Случайный набор слов (всё-таки, не совсем случайный: "отдушина" соседствует с "копиркой и кареткой") оказывался самым верным портретом всеядной эпохи, бессмысленно рифмующей все со всем. И тем все обесценивающей. Выход из этой круговерти и хаоса на первых порах нащупывался в довольно традиционном противопоставлении суетливого быта и вечной природы: "Чем печальнее наша явь, / Тем слаще лесной столбняк. / Осторожно ветку расправь, / Чтобы не висла так. // Благодарный запомню взмах…" (узнаваемый нежный жест, столь присущий Льву, и его же чуткость к отклику!), но "Жаловаться нельзя, нельзя - / Мандельштам не велит…", и не только потому, что Мандельштам не велит, а еще и потому, что жалуясь, мы рискуем пропустить что-то важное в происходящем, не расслышать его поступь, что для поэта недопустимо. И вот появляются стихи, где пристальное вслушивание соседствует с острым ощущением тревожности, транзитности нашего существования:

Ночью в Твери на вокзале
Дыма летящая прядь.
Что вы, диспетчер, сказали?
Я не могу разобрать.

Мы не можем разобрать, что говорит Диспетчер. Наша эпоха, мы сами так удобно и беспечно погружены в хаос, что нужные слова не различить. И оттого:

Гулкий, тревожный, протяжный,
Ноющий звука озноб.
Скорый, почтово-багажный.
Света безжалостный сноп,


Бьющий по нежной сетчатке.
Там тебя высветят, где
С жизни берут отпечатки,
То есть на Страшном суде.
◆ ◆ ◆ ◆ ◆
**РАБОЧЕЕ ЗАДАНИЕ 1:** Кто, согласно исходному фрагменту о стихах, не велит жаловаться?
**РАБОЧЕЕ ЗАДАНИЕ 2:** Выпишите из исходного фрагмента о стихах все прилагательные строки, которая начинается словами «Гулкий, тревожный».
**РАБОЧЕЕ ЗАДАНИЕ 3:** Напишите продолжение исходного фрагмента о стихах, начиная сразу после его последней строки.
Следующие записи взяты из другого источника.

**ВЫДЕРЖКИ ДАННЫХ:**
◆ ◆ ◆ ◆ ◆
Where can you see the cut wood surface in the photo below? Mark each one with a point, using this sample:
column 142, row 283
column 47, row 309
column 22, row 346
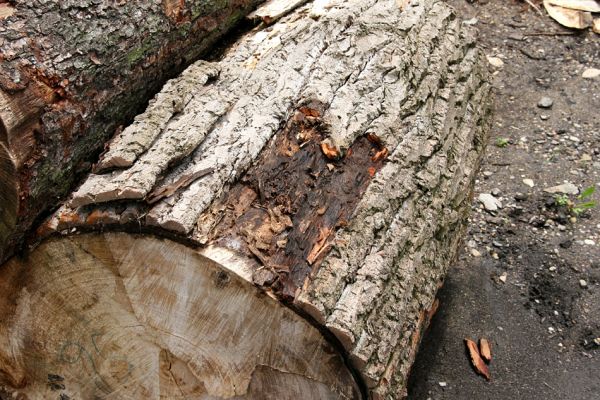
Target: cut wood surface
column 328, row 159
column 72, row 72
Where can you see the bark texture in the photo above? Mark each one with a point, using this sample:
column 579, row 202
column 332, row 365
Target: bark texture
column 71, row 72
column 329, row 159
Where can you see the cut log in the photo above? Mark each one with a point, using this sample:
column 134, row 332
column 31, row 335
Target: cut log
column 72, row 72
column 323, row 169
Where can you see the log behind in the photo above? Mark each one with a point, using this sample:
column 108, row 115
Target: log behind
column 328, row 159
column 71, row 72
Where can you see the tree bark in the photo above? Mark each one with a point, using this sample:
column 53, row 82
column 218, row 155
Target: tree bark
column 328, row 160
column 72, row 72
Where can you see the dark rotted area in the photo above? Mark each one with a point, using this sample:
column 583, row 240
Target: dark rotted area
column 285, row 211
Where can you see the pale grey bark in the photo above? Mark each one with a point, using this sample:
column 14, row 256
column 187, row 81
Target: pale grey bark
column 73, row 71
column 409, row 74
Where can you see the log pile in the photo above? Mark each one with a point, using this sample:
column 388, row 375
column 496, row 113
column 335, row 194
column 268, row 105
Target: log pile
column 275, row 225
column 71, row 73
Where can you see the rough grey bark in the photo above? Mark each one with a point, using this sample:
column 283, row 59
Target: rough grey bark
column 71, row 72
column 329, row 159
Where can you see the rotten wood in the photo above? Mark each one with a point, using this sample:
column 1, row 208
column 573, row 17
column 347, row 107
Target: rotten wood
column 72, row 72
column 357, row 242
column 476, row 361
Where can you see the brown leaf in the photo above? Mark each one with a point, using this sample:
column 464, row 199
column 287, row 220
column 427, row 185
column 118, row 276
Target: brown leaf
column 330, row 151
column 476, row 359
column 485, row 350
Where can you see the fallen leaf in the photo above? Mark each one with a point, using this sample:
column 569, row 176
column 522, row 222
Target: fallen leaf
column 591, row 73
column 582, row 5
column 402, row 4
column 476, row 359
column 373, row 138
column 309, row 112
column 330, row 151
column 485, row 349
column 568, row 17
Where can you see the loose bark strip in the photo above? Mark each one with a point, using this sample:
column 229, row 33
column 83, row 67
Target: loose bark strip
column 476, row 359
column 72, row 72
column 343, row 142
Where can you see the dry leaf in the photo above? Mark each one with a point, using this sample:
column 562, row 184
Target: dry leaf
column 568, row 17
column 485, row 349
column 582, row 5
column 330, row 151
column 402, row 3
column 476, row 359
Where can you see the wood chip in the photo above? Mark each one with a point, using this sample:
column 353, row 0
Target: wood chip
column 568, row 17
column 330, row 151
column 485, row 350
column 476, row 359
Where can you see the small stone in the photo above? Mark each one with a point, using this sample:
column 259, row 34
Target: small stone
column 545, row 102
column 490, row 203
column 590, row 73
column 496, row 62
column 528, row 182
column 520, row 196
column 565, row 188
column 502, row 278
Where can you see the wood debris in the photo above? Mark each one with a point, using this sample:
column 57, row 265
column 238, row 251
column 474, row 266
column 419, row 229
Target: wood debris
column 476, row 359
column 485, row 350
column 569, row 16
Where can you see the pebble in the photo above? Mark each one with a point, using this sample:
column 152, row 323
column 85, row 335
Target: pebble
column 590, row 73
column 503, row 277
column 528, row 182
column 545, row 102
column 520, row 196
column 565, row 188
column 489, row 202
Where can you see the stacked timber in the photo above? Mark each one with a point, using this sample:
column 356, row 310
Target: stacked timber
column 275, row 225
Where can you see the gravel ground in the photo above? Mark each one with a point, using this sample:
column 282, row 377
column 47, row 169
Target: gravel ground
column 529, row 276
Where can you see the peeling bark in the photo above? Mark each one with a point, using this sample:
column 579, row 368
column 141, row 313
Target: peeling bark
column 72, row 72
column 328, row 159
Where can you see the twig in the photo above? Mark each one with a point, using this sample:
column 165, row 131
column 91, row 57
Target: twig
column 550, row 34
column 535, row 7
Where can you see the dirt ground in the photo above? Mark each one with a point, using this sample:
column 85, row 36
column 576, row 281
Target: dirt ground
column 529, row 276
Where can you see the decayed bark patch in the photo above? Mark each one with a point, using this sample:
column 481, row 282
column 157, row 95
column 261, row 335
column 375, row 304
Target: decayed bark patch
column 286, row 209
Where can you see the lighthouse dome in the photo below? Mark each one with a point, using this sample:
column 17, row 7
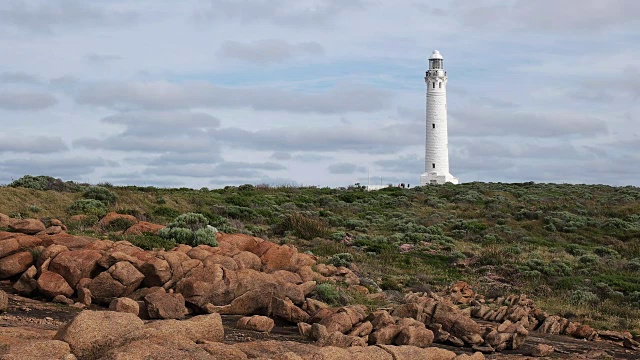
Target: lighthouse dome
column 435, row 55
◆ ◆ ◆ ◆ ◆
**ОТВЕТ НА ЗАДАНИЕ 1:** Мандельштам.

**ОТВЕТ НА ЗАДАНИЕ 2:** Гулкий, тревожный, протяжный.

**ОТВЕТ НА ЗАДАНИЕ 3:**
Это уже духовная зрелость, печать которой несут многие стихи последних лет. Не просто звуковая терапия, в которую он всегда безусловно верил, как в единственное средство от "глухоты паучьей" нашего времени: "Так отбивайся козырными, / Оставшимися в звуковой // Колоде…", а заговаривание, заклятие того хаоса, который подступал изнутри и снаружи, его преодоление не отрицанием, а приятием, прежде всего потому, что он - есть, как есть смерть, а дело поэта - видеть то, что есть, и точно назвать:

Снег сухой летит на пруд,
Перхоть белая небес.
Тростника не видно тут,
Посочувствуйте мне, Блез.

Снег сухой летит в лицо,
Почему он так правдив?
Мира хрупкое яйцо,
Шаткий утренний штатив.

Ух, какая круговерть!
Колкий, колкий кавардак.
Леска, тянущая смерть, -
Держит удочку чудак.

Он старается не зря,
Будущий владелец щук.
Снег сухой летит, творя
Хаос радостный вокруг.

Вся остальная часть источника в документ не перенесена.